**TASK GOAL**
The data below should be transcribed in full, with no picture included.

**DATA SHOWN**
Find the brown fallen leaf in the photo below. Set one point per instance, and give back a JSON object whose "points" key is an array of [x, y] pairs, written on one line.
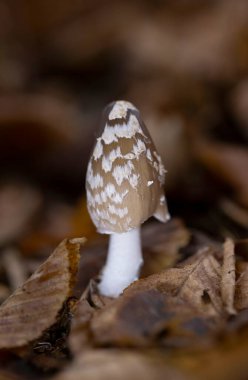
{"points": [[228, 276], [33, 307], [161, 245], [150, 318], [241, 291], [226, 162], [18, 205], [197, 282], [115, 364], [175, 307]]}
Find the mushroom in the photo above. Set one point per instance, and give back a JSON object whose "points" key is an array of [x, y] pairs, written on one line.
{"points": [[124, 187]]}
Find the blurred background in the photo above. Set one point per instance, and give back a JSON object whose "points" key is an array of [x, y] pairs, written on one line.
{"points": [[183, 63]]}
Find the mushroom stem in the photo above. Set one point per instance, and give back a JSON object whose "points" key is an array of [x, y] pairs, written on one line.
{"points": [[123, 263]]}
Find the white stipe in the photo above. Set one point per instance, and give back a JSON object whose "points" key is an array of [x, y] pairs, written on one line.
{"points": [[123, 263]]}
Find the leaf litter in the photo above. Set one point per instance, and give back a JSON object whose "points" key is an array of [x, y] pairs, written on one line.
{"points": [[190, 305]]}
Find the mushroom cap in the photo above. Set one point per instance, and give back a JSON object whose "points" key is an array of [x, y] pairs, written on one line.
{"points": [[125, 175]]}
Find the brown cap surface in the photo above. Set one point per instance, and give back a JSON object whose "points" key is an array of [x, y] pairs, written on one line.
{"points": [[125, 176]]}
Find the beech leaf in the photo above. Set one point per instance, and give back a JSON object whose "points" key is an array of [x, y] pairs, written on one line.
{"points": [[228, 276], [33, 307]]}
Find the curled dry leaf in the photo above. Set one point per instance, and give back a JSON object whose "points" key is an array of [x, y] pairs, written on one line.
{"points": [[119, 365], [241, 296], [228, 277], [33, 307], [161, 245], [180, 302], [18, 205], [227, 162]]}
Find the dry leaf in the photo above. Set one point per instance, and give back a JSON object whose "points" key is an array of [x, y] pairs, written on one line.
{"points": [[161, 245], [227, 162], [181, 301], [228, 276], [197, 283], [241, 291], [33, 308], [18, 205], [119, 365]]}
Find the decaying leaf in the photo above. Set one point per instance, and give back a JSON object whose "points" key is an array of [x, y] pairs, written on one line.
{"points": [[241, 297], [119, 365], [18, 205], [33, 307], [228, 276], [161, 245], [227, 162]]}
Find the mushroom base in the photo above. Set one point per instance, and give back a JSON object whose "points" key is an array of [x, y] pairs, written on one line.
{"points": [[123, 263]]}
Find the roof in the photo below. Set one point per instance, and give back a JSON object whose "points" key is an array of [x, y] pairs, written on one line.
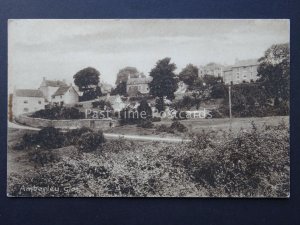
{"points": [[55, 83], [111, 98], [248, 62], [61, 90], [227, 68], [29, 93], [140, 80]]}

**EXERCISE RESPONSE**
Find the brown fallen leaf in the photo below. Set one point per instance, and give back a JSON object whose "points" key is an array of [x, y] pairs, written on one line.
{"points": [[228, 276], [33, 307], [161, 245], [150, 318], [241, 291], [226, 162], [18, 205], [197, 282], [115, 364], [175, 307]]}
Find the mushroom in the photo above. Set one point per instance, and give back a JSON object whose "points" key is an array of [x, y] pairs, written on one line.
{"points": [[124, 187]]}
Find the blurred background in the photo above. Set one point per instance, and give back a JSON object whose "points" key is an array of [x, y] pairs, written on one line.
{"points": [[183, 63]]}
Find the mushroom stem in the photo above. Set one point per instance, and give back a JSON object whose "points" key is an array of [x, y] pairs, written on one line.
{"points": [[123, 263]]}
Find the white stipe in the photo above. Set one point per instance, and give back a JSON object whose "points" key is an array of [x, y] pairs, written on one line.
{"points": [[123, 263]]}
Find the leaf litter in the photo above. Set one point per instance, and give back a JSON object whose "points" key is an array of [x, y] pairs, written on one line.
{"points": [[190, 305]]}
Find the mushroom cap in the photo above. Set one point per instance, and give back a JSON object whose "points" key is an array of [x, y] pairs, written on one line.
{"points": [[125, 175]]}
Find the brown cap surface in the photo above. Set one point per instance, and give back a JSON object whose "points" key is an array of [x, y] pairs, written on one line.
{"points": [[125, 176]]}
Find the beech leaf in the photo above. Set one point per instance, and give back a JSON object whose "points" key is an array of [x, y] pairs, written on one line.
{"points": [[228, 276], [33, 307]]}
Find the curled dry leaf in the photo above. Set one point per instance, and give back a JSON object whose "points" key is an array of [x, y] pairs, written on one line.
{"points": [[119, 365], [241, 296], [228, 277], [33, 307], [161, 245], [180, 302], [18, 205], [227, 162]]}
Find the dry leaf in the photo above. Set one point per instance, and give back a JSON object whose "points" key is an array of [x, y] pairs, written on one line.
{"points": [[161, 245], [227, 162], [181, 301], [228, 276], [197, 283], [241, 291], [33, 308], [18, 205], [119, 365]]}
Find the decaying leaf in the photo above. Set one point per instance, and give back a JSON object whose "points" key is an array of [x, y] pairs, written on one line.
{"points": [[241, 297], [119, 365], [18, 205], [33, 307], [228, 276], [161, 245], [227, 162]]}
Find the mushroom base in the photo above. Set one point per instance, and give back a JSON object whose "points" key is an array of [x, y] pairs, written on one line.
{"points": [[123, 263]]}
Find the roof in the photo below. Set one point per instance, and give back a JSON object whose "points" key is an array of [x, y] pairs, written on one line.
{"points": [[55, 83], [111, 98], [248, 62], [61, 90], [227, 68], [29, 93], [140, 80]]}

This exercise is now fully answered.